▶ Goal of the exercise
In the copy, include every entry exactly but none of the pictures.

▶ Records shown

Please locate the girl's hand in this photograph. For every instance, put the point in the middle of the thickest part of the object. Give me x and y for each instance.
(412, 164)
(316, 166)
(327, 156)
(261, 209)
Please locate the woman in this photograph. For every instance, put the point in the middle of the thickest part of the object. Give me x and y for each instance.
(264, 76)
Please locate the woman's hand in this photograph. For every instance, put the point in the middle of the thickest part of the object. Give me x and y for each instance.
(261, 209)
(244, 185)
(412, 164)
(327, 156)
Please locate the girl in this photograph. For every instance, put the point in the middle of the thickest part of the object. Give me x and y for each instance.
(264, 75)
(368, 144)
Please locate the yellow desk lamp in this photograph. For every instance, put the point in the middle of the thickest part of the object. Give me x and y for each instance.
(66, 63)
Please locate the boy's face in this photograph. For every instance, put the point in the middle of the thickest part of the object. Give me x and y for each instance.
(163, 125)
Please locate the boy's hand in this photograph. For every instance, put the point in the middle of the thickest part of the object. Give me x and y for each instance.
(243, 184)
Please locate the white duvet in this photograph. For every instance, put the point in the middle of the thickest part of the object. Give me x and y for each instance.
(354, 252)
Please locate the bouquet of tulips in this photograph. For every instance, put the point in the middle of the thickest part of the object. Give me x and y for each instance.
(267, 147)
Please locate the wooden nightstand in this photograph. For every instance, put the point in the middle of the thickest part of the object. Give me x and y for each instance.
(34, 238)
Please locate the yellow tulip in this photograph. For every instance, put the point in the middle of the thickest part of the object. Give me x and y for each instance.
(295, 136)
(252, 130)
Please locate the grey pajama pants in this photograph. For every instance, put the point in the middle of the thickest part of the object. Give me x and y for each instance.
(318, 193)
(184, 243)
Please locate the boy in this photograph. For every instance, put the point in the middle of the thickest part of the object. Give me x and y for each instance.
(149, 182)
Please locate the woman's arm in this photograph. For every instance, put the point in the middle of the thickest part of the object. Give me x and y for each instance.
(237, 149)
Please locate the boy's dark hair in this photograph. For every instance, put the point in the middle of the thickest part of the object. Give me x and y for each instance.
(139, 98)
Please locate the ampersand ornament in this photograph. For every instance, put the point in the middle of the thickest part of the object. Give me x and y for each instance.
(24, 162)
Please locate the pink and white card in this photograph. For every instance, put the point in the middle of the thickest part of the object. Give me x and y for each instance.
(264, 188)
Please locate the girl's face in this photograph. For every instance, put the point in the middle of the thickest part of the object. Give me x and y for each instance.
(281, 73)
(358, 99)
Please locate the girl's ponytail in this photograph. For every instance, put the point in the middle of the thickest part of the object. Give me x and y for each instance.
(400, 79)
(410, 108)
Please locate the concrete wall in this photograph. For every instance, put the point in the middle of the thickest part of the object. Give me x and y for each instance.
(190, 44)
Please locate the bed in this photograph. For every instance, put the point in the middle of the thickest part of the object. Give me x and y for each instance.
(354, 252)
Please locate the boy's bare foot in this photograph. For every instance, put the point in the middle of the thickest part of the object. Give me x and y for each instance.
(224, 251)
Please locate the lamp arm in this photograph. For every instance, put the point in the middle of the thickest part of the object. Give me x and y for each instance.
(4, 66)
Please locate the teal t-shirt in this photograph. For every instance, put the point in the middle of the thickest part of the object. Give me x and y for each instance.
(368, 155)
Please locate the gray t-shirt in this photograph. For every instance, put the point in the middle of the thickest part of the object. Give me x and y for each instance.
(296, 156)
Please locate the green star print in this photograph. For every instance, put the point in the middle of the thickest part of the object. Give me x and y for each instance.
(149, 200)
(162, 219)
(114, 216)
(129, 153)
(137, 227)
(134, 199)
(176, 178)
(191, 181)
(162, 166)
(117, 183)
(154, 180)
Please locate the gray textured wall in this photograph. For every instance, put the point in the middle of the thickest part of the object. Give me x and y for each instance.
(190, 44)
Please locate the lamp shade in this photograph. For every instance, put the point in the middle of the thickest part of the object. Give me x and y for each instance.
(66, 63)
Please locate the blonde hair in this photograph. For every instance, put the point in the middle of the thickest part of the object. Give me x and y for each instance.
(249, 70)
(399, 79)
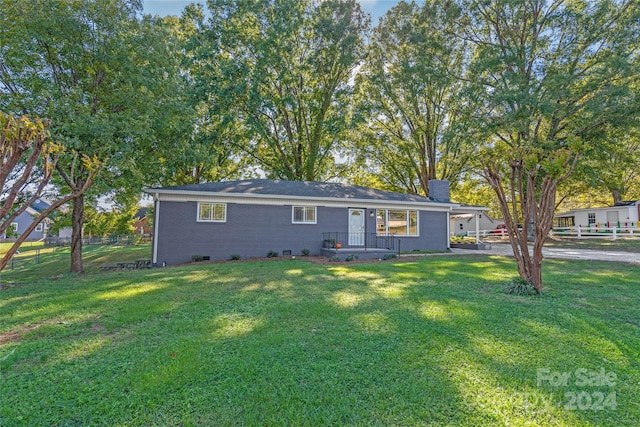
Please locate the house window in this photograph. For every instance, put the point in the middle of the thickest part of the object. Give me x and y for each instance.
(397, 222)
(304, 215)
(212, 212)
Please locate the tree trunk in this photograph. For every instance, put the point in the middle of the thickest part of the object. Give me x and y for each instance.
(77, 220)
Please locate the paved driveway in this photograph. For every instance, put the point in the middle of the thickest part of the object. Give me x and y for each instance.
(561, 253)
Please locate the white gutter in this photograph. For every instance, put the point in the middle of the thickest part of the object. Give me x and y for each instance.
(156, 222)
(382, 203)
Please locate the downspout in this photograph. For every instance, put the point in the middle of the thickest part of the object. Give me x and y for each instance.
(156, 223)
(449, 227)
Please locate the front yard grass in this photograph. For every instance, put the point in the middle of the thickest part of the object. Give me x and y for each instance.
(433, 341)
(36, 261)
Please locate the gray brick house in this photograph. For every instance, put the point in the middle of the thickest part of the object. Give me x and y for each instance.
(251, 218)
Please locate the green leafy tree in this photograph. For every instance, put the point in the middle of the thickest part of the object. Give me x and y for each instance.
(193, 144)
(409, 90)
(278, 73)
(27, 159)
(550, 79)
(97, 72)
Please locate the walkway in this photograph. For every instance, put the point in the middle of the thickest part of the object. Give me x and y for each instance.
(560, 253)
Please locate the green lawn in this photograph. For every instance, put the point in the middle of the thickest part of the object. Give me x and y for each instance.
(624, 243)
(287, 342)
(35, 261)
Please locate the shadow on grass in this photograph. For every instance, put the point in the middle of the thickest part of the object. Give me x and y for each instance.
(287, 342)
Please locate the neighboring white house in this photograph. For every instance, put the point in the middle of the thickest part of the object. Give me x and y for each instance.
(466, 223)
(622, 215)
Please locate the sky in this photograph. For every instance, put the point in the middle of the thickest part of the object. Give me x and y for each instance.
(376, 8)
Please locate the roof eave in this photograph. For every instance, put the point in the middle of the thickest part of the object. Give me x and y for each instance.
(371, 202)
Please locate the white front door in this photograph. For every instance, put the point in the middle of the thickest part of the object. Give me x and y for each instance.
(356, 227)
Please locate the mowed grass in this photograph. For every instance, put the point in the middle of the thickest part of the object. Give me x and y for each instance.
(287, 342)
(35, 261)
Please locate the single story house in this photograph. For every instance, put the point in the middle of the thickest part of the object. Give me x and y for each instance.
(254, 218)
(26, 218)
(622, 215)
(468, 223)
(141, 222)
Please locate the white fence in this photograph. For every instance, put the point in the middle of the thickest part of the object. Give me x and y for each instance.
(596, 232)
(578, 232)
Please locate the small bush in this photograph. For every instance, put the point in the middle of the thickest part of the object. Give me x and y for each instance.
(521, 287)
(462, 239)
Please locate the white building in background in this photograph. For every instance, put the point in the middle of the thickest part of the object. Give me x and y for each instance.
(622, 215)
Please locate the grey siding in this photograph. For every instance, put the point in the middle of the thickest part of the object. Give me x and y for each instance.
(254, 230)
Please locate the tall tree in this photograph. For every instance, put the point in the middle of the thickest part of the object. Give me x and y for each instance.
(93, 68)
(279, 71)
(27, 159)
(200, 145)
(551, 78)
(410, 91)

▶ Full response
Please locate the girl's hand in this photograph. For every instance, put the point in the middle of the thickest part of the object. Give me x and y for each instance.
(412, 164)
(316, 166)
(327, 156)
(261, 209)
Please locate the woman in this photograph. For every instance, put the point in the middle of the thickest part of the object. Give me x and y for each instance.
(264, 76)
Please locate the woman's hand in this photograph. For every instance, put the point in the middle of the thickest part of the object. Give me x and y for each instance.
(261, 209)
(244, 185)
(412, 164)
(327, 156)
Please locate the girl in this photograph. For every instance, put the point in the middle of the thickest part of the object. Give me x and y for each instance.
(264, 75)
(368, 144)
Please locate the yellow desk lamp in this photograph. For every instance, put the point in the middle of the thickest part of the object. Give me x and y for each instance.
(66, 63)
Please locate the boy's face in this photograph. For every instance, put the point in the middle of the thickest part of the object. Give me x and y for each instance.
(163, 125)
Please locate the boy's hand in this photograph. For every instance, put the point in the middle of the thickest part of the object. Give me x and y for each instance.
(243, 184)
Please locate the white duvet in this photograph. For every instance, put the point in the middle of the thickest part of the object. Give me x and y for each instance.
(354, 252)
Please locate the bouquet of tulips in this photograph. For every instance, put the point in the middle of the thickest part of the object. Give me x and y for each instance.
(267, 147)
Please locate the wooden nightstand in this photograph. For every instance, put the point in the middle of the thickest part of the object. Give me x and y for each instance.
(34, 238)
Please locate the yellow tulip in this photograph. For every instance, put the point in the middle of the thickest part of the object. Give me x and y for each instance.
(295, 136)
(252, 130)
Please locate the grey pajama pants in this photograph. For every instance, put the point in the middle of the thickest part of the object. Give me x and y for each instance.
(318, 193)
(184, 243)
Please locate the boy in this photograph. For every instance, put the point in the middle of the thickest part of the object. Give me x and y for each instance.
(149, 182)
Please locate the woman's arm in this photograph. For every instance, put the point in the middle of the thickest part of the object. Give me x and y for each instance.
(237, 149)
Please locate the boy's dark hair in this photograph. For every instance, put the point in the middle of the thickest part of the object. Give me x and y for each instance.
(139, 98)
Please locate the ampersand ornament in this photograph. For every instance, put the point in the middle of the thickest part of the object. Give me x and y for each instance.
(24, 162)
Please locate the pink and white card in this photograph. For every instance, put the point in the middle of the thickest part of the object. Give me x and y for each instance.
(264, 188)
Please locate the girl's face in this photograph. For every instance, put the point in the middle of the thickest part of the object. Give me x and y for each instance.
(281, 73)
(358, 99)
Please locate the girl's ponytail in this photograph. For every instance, put the point in the middle of the thickest part of the object. Give me x and y for each instance.
(400, 79)
(410, 108)
Please locate the concrete wall in this photograph. For every instance, put the point in the middle of the thickest part of the object. Give me x and y for each instance.
(190, 44)
Please locate the bed in this photograph. For every instance, put the point in the middle of the thickest part of the object. Give me x and y for each instance.
(354, 252)
Please locate the boy's bare foot in this photograph. For every instance, put the point in the middle of the thickest part of the object. Give me x and y for each instance.
(224, 251)
Please locate the lamp arm in this photograph. For every instance, put the point in the middle of the thickest part of the object. Give me x and y for each instance.
(4, 66)
Please locate the teal t-shirt in this photograph. For every instance, put the point in the middle of the thickest part of the object. Give me x and y for each instance.
(368, 155)
Please locate the gray t-shirt in this photograph. For every instance, put the point in the middle of the thickest part of the object. Give me x and y for each instance.
(296, 156)
Please locate the green star print in this photograph. For every instance, put the point in the middle of the thickest part of the object. Give me x and y for each instance.
(149, 200)
(162, 219)
(114, 216)
(129, 153)
(137, 227)
(134, 199)
(176, 178)
(191, 181)
(162, 166)
(117, 183)
(154, 180)
Please locate the gray textured wall in this photograph. For every instance, put the point in the middle of the thickest part of the object. Give me x and y for each instance.
(190, 44)
Please locate the lamp shade in this photograph. For every instance, put the point in the middle of the thickest part of the object. Give me x and y for each instance.
(66, 63)
Please locate the blonde hair in this photograph. For every instance, put the point in the middle of the thickest part of the object. Give me x and y for each instance.
(249, 70)
(399, 79)
Please locate the house window in this photograph. For every instance, put the point in the middle of the thickest part of the object. Give me x and y for each instance.
(397, 222)
(304, 215)
(212, 212)
Please locate the tree trunk in this photograph. For every instance, put the point in the middle of the thickest part of the object. Give me x and y for each instance.
(77, 220)
Please locate the paved driveway in this photograph. For every instance, put the point in the middle of the thickest part of the object. Give me x and y for each instance.
(561, 253)
Please locate the white gutter in this photograph. For every instance, put the point in the middle of the thickest part of the object. Give me x and y for each instance.
(156, 222)
(382, 203)
Please locate the downspout in this photograph. For every instance, put the point in the middle of the thickest part of the object. Give me x and y for each instance.
(156, 223)
(449, 227)
Please locate the front yard grass in this photograph. For every instance, put the point in the middle of the thickest part of the object. Give me x and y for each instance.
(433, 341)
(36, 261)
Please locate the gray brick house in this photograph. For every instance, put the point in the middle of the thickest part of the object. Give me x and y for each instance.
(251, 218)
Please locate the green leafy tree in this photograph. For every instance, put the point in the middle of the thickest part of the object. Give me x and y for each instance.
(193, 144)
(409, 90)
(278, 73)
(27, 159)
(550, 79)
(97, 72)
Please locate the walkway in this photograph. For every instance, put the point in the middle of the thickest part of the object. Give me x and y for each instance.
(560, 253)
Please locate the green lawn in this photograph. For every instance, put the point in the middle of the thickest part of the object. Give me x and y for each instance.
(624, 243)
(287, 342)
(35, 261)
Please locate the shadow on grass in this photograph. For every instance, put the point in the middle of the thickest part of the object. Give me x and y for each instance.
(287, 342)
Please locate the neighboring white house in this photograph. For every instance, put the point in the middle of the thickest part of the object. Give me x and y for each instance.
(466, 223)
(622, 215)
Please locate the sky in this photograph. For every instance, put the point in the middle of the thickest part of the object. Give me x and y for each instance.
(376, 8)
Please locate the roof eave in this photograph. For every instance, put the point in the middle of the thickest part of the object. Give me x and y for each instance.
(371, 202)
Please locate the white front door in this photograph. For every instance, put the point in the middle of the thickest part of the object. Give me x and y for each instance.
(356, 227)
Please locate the mowed grass in this photograph. For every instance, put the point in the middle of the thickest part of the object. Give me x and y for each instance.
(287, 342)
(35, 261)
Please locate the single story house in this photograph. For every instance, put the point in the middle of the thickest part of the object. Give me x and y for each instance.
(254, 218)
(26, 218)
(622, 215)
(468, 223)
(141, 222)
Please locate the white fence in this photograph. For every instance, put the point in the middle of the thickest part of the object. Give me x and y for each instance.
(596, 232)
(578, 232)
Please locate the small bush in this photograph. For every instance, put the point in the middle of the thickest part of the object. Give me x and y for each instance.
(521, 287)
(462, 239)
Please locate the white building in background in this photograph. For every instance, put the point in the middle of the thickest part of the object. Give me x and y for each instance.
(622, 215)
Please locate the grey siding in this photograph. For every instance, put the point in the middle of the thickest part of the object. Give me x and y for each instance.
(254, 230)
Please locate the tall tree in this photograph. For every instance, put the point in the middle of the thickest part of the object. Give me x and y for each instance.
(93, 68)
(279, 71)
(27, 159)
(200, 145)
(551, 78)
(410, 91)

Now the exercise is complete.